(Dataset entries)
★ ★ ★ ★

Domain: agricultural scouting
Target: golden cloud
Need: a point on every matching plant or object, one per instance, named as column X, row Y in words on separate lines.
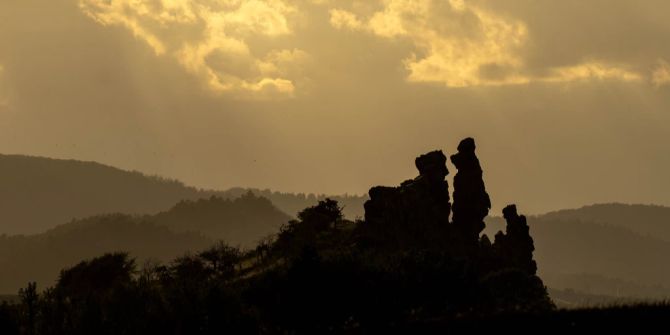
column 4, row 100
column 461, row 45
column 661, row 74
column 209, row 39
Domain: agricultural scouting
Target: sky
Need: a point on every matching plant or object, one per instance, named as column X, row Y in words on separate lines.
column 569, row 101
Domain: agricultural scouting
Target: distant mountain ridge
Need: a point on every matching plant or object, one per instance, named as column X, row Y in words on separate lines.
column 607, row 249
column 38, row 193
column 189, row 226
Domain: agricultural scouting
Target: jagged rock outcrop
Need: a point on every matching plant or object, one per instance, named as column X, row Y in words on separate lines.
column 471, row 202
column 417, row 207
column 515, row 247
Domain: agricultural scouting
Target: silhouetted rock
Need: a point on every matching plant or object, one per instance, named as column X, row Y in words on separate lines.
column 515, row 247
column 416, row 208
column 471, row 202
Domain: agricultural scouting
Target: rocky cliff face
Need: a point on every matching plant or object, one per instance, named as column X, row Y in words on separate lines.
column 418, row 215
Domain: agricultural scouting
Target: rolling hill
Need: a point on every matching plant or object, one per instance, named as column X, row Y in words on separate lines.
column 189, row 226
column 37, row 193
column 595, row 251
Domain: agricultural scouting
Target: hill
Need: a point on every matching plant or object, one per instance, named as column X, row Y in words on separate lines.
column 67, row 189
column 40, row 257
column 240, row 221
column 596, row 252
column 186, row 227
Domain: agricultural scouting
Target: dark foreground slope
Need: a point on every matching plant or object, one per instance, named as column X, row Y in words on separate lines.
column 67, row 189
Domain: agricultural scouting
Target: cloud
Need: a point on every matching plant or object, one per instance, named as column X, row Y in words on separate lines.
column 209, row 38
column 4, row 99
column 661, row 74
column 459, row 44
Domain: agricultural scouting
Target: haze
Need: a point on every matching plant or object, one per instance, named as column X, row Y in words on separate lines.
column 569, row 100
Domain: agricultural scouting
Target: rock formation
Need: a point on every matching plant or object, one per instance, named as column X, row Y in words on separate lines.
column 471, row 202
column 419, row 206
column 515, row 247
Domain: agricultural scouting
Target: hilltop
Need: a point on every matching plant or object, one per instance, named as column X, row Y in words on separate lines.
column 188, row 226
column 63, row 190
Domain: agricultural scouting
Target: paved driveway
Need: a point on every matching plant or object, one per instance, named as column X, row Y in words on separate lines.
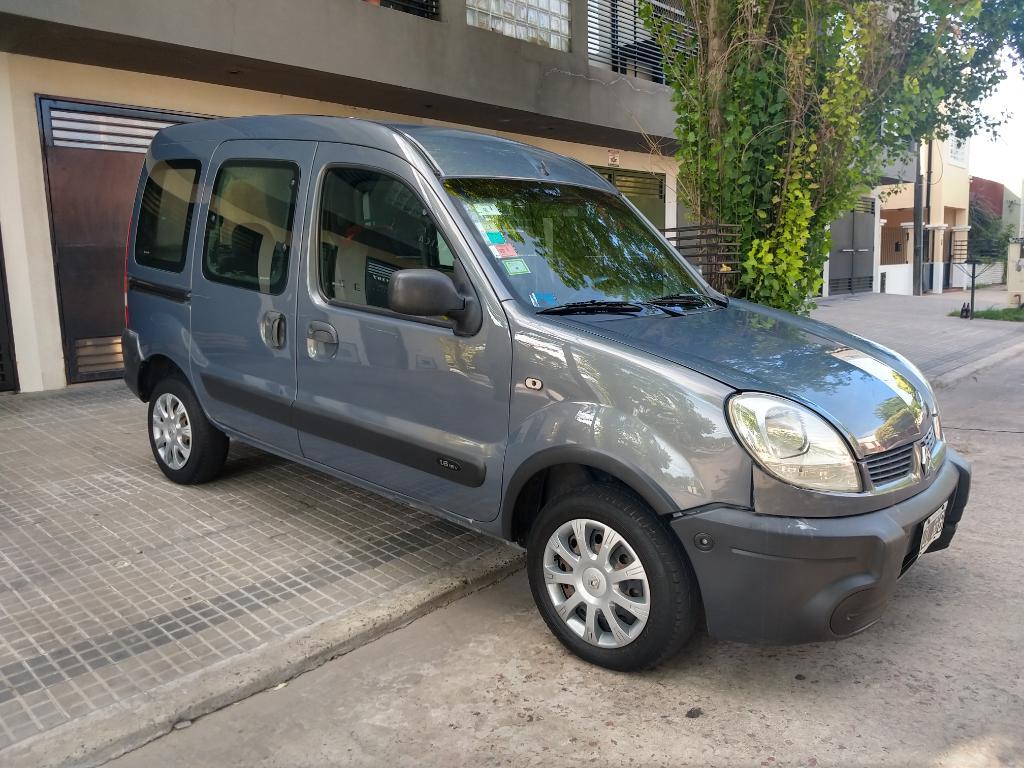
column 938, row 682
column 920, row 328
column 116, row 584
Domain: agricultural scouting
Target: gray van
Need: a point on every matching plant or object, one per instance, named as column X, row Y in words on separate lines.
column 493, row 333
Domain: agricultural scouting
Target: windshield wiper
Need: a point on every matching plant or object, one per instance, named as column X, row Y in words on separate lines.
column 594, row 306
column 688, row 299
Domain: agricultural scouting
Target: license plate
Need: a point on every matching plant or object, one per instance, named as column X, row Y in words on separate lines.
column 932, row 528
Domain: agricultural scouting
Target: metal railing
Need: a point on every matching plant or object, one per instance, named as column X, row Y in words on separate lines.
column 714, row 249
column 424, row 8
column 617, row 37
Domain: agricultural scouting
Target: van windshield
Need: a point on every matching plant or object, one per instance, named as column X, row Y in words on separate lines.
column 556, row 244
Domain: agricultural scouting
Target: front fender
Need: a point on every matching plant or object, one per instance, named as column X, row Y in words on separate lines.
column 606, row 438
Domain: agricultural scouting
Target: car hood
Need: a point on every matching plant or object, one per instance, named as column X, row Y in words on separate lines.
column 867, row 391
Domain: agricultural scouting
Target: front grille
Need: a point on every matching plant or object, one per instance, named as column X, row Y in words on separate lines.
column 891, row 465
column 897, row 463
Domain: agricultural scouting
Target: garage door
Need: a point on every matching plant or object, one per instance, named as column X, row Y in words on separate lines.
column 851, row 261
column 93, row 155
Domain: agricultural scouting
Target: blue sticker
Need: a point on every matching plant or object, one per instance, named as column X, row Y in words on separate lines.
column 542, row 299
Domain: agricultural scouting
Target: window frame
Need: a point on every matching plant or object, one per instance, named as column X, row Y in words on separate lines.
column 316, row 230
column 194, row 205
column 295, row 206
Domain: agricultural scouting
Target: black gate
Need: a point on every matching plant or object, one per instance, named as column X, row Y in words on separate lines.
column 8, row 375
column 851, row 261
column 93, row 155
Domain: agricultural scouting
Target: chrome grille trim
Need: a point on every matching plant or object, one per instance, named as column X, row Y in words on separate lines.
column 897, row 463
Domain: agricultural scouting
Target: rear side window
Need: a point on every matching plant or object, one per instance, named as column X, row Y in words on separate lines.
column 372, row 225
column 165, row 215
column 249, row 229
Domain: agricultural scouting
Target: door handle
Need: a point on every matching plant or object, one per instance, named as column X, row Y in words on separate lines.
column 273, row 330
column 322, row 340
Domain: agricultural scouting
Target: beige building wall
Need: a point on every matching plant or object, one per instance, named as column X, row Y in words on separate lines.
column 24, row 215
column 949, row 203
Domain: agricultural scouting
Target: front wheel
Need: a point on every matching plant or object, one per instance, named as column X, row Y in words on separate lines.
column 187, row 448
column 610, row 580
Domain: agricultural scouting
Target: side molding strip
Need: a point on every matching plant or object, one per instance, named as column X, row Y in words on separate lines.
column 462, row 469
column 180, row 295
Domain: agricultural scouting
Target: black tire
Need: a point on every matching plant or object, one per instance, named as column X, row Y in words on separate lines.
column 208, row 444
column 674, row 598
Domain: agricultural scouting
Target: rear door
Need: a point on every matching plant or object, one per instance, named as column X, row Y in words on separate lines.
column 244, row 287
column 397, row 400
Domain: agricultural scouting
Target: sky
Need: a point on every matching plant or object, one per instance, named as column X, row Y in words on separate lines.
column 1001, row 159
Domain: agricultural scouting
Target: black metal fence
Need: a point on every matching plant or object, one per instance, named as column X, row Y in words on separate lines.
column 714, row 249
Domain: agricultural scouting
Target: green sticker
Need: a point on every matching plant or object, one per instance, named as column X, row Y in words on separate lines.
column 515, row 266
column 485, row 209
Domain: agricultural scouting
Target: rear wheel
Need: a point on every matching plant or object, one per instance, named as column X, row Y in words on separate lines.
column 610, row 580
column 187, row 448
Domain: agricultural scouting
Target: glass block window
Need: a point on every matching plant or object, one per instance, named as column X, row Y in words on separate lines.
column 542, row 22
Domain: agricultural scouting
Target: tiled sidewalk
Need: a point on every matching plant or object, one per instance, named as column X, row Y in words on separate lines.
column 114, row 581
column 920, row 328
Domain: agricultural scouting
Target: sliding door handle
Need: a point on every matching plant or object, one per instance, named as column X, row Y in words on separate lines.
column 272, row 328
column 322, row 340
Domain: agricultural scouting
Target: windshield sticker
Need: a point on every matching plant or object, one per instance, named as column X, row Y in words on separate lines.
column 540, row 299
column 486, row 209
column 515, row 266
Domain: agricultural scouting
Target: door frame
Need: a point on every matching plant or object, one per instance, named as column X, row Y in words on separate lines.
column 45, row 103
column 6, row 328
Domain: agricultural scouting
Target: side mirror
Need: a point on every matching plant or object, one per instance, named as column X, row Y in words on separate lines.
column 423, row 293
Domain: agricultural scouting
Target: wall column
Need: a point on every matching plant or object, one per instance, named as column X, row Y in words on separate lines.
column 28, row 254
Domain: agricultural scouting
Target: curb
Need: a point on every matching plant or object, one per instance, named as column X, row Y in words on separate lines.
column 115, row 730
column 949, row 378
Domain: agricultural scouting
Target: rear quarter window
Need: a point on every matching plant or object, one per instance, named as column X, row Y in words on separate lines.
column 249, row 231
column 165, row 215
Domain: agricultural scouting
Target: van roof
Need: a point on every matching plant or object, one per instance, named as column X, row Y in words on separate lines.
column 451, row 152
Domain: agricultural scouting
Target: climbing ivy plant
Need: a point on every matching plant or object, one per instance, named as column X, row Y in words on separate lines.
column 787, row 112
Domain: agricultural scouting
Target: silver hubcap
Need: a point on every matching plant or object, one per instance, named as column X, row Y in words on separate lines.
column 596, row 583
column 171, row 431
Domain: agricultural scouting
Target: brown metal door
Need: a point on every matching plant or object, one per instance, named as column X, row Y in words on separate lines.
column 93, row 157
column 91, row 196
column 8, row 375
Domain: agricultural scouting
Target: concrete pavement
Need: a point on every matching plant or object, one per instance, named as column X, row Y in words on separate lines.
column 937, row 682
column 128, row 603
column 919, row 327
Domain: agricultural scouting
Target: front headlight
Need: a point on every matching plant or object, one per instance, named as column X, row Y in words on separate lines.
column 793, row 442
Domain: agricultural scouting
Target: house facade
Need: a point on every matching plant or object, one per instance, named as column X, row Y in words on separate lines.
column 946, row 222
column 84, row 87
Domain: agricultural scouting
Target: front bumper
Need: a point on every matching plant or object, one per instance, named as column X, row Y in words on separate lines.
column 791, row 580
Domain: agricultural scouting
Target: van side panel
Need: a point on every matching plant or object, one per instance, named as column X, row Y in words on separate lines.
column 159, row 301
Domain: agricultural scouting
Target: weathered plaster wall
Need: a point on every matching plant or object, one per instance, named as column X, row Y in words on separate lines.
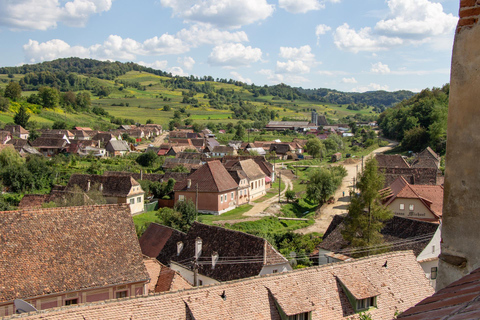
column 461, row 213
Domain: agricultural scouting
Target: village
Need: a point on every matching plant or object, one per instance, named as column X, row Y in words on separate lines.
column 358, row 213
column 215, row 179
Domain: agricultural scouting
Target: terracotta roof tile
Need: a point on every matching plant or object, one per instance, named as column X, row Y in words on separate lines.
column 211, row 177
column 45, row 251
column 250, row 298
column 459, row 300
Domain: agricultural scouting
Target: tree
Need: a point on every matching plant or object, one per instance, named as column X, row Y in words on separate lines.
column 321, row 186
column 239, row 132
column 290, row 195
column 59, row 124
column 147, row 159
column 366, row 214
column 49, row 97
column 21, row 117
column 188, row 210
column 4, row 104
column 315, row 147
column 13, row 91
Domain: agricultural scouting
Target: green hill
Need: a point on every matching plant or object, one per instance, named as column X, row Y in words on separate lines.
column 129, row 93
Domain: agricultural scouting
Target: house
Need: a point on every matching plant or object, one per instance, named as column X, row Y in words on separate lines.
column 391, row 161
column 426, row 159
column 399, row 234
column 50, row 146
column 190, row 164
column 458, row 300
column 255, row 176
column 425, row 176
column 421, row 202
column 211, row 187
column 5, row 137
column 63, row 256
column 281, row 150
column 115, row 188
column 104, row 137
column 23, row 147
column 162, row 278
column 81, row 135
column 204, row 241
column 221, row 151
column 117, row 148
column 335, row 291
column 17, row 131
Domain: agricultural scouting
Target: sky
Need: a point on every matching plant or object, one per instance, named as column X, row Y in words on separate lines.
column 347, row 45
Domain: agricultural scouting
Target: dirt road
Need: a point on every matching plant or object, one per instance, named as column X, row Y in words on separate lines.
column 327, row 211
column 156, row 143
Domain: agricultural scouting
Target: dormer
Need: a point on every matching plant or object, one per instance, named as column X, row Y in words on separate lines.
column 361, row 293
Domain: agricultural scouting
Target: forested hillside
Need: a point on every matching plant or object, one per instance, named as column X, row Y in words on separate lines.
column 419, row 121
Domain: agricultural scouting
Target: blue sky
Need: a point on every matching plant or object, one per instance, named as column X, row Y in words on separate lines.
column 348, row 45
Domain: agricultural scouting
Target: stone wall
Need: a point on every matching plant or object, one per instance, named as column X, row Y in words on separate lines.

★ ★ ★ ★

Exactly as written, restate the lines above from the opening line through the one holding "Target: distant mountain ridge", omitting the pictures.

> _TASK ANSWER_:
Domain: agricultural scouting
Target: golden cloud
Need: a point on every matching plant or object, one per instance, named as column X, row Y in words on separate lines.
column 4, row 100
column 461, row 45
column 661, row 74
column 209, row 39
Domain: agricultural scouting
Target: sky
Need: a point on every matching plant or object, one per instance, named as column X, row Y in words on separate lines.
column 569, row 101
Domain: agricultural scouting
Target: distant mountain ridge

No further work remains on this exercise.